Dataset items:
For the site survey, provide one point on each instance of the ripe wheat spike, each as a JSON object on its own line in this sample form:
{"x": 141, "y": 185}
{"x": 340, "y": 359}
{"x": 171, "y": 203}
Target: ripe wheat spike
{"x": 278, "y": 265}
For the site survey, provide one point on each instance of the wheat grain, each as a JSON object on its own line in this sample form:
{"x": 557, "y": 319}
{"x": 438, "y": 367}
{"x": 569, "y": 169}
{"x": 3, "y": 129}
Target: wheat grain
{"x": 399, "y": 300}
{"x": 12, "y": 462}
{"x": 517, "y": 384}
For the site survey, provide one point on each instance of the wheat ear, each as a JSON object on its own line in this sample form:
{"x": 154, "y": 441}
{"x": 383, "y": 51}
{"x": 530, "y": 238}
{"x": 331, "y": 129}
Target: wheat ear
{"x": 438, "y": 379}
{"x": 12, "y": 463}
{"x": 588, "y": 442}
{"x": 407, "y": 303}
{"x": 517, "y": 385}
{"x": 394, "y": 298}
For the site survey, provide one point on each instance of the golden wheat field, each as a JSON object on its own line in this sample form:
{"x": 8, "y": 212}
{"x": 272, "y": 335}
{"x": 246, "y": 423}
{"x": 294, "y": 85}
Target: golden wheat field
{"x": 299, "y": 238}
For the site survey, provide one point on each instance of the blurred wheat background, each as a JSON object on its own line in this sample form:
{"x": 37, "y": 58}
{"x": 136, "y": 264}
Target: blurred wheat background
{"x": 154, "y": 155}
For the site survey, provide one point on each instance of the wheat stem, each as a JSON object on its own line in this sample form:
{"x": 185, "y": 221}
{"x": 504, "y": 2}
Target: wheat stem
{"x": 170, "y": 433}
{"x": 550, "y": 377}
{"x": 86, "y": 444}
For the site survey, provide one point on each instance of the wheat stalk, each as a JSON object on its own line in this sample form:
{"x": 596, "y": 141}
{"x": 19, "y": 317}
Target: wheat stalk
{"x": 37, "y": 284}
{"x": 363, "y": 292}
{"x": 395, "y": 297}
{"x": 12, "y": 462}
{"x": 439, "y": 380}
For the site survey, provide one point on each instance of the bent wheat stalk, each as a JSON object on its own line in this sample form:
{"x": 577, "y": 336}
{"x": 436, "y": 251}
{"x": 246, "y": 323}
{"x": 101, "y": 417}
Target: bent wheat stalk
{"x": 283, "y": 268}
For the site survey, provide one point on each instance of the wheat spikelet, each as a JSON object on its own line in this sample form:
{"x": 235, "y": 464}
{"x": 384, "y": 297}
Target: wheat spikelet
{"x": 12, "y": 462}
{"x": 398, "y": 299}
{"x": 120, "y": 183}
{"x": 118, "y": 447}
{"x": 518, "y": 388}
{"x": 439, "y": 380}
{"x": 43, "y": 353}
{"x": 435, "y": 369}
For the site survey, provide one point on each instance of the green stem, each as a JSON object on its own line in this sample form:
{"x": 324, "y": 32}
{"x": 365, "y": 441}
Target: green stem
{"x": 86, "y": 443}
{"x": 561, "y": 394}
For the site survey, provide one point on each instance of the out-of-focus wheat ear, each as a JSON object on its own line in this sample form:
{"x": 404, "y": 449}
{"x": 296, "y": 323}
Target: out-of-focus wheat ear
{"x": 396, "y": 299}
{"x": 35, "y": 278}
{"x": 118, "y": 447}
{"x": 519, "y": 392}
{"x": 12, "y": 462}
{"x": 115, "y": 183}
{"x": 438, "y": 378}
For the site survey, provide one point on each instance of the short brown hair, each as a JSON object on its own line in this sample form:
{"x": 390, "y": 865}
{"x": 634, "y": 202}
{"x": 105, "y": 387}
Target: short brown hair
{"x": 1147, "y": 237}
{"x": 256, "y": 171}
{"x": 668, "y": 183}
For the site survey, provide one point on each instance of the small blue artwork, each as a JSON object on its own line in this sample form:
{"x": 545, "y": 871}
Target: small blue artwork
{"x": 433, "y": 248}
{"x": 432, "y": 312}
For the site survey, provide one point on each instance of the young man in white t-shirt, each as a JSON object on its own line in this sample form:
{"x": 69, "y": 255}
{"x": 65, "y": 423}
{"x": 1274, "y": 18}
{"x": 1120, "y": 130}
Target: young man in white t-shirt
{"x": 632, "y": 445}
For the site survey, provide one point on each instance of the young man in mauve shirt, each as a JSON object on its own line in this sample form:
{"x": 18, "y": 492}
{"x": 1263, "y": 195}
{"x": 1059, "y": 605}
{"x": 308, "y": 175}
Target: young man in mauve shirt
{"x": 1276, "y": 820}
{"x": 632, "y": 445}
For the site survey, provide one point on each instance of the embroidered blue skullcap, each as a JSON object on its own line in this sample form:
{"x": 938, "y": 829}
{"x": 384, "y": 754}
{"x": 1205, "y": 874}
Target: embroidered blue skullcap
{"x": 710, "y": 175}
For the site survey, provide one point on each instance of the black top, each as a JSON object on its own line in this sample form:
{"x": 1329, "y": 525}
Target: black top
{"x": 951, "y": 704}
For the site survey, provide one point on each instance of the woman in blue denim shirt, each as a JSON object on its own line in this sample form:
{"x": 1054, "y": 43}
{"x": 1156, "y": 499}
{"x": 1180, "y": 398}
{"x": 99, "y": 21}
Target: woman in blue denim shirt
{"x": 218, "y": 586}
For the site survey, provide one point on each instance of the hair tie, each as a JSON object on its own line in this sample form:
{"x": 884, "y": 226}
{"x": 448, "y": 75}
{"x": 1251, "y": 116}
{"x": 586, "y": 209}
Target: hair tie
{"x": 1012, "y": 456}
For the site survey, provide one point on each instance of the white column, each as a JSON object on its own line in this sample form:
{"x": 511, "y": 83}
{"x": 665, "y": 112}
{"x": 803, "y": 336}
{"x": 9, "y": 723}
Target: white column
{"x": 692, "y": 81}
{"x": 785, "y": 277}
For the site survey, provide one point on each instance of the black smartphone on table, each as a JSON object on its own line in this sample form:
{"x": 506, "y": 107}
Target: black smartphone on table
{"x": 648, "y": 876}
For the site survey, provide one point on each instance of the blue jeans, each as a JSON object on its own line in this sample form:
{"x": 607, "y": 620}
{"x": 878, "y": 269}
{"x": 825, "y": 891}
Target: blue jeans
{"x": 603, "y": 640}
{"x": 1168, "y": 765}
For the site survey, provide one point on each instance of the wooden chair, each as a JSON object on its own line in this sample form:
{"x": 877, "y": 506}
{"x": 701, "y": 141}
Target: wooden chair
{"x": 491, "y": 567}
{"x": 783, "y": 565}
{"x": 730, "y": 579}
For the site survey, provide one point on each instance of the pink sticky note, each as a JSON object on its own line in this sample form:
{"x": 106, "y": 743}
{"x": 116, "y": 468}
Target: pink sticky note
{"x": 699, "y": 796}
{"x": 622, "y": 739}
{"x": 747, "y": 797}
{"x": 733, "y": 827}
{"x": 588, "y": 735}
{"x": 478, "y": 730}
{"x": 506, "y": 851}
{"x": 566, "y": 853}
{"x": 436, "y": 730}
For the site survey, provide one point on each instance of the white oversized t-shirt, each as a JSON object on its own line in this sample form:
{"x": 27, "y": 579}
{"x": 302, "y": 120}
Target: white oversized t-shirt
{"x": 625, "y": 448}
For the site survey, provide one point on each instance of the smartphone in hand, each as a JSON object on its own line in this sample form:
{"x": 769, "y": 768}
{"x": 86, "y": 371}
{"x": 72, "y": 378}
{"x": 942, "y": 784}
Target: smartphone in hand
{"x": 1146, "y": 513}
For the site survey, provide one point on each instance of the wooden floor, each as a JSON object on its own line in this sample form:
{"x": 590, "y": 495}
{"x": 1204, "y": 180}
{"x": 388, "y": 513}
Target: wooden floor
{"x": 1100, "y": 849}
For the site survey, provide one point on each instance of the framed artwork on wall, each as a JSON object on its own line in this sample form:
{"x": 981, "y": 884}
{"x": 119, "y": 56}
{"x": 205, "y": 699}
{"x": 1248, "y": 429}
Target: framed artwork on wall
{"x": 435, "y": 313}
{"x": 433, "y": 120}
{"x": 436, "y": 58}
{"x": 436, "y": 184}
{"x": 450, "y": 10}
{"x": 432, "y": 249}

**AIM**
Give back the lines above exactly, from the one with "of the smartphone" through the last line.

**RESULT**
For the site survey, provide one point on each instance of the smartphone in hand, each as a JSON object on its own line in this sample form:
{"x": 769, "y": 768}
{"x": 86, "y": 371}
{"x": 72, "y": 378}
{"x": 942, "y": 784}
Target: smartphone in hand
{"x": 1146, "y": 513}
For the site survey, provide one point on each instance of the wooden floor, each as a JSON object on its own line in this sample form:
{"x": 590, "y": 495}
{"x": 1204, "y": 180}
{"x": 388, "y": 513}
Target: wooden floor
{"x": 1100, "y": 849}
For the site survey, provide one point on each instance of the framed artwork on wall, each as a JSON object on its own line in this sample form:
{"x": 981, "y": 884}
{"x": 119, "y": 56}
{"x": 205, "y": 699}
{"x": 1248, "y": 429}
Target: framed artwork on wall
{"x": 435, "y": 313}
{"x": 433, "y": 120}
{"x": 436, "y": 58}
{"x": 436, "y": 184}
{"x": 450, "y": 10}
{"x": 432, "y": 249}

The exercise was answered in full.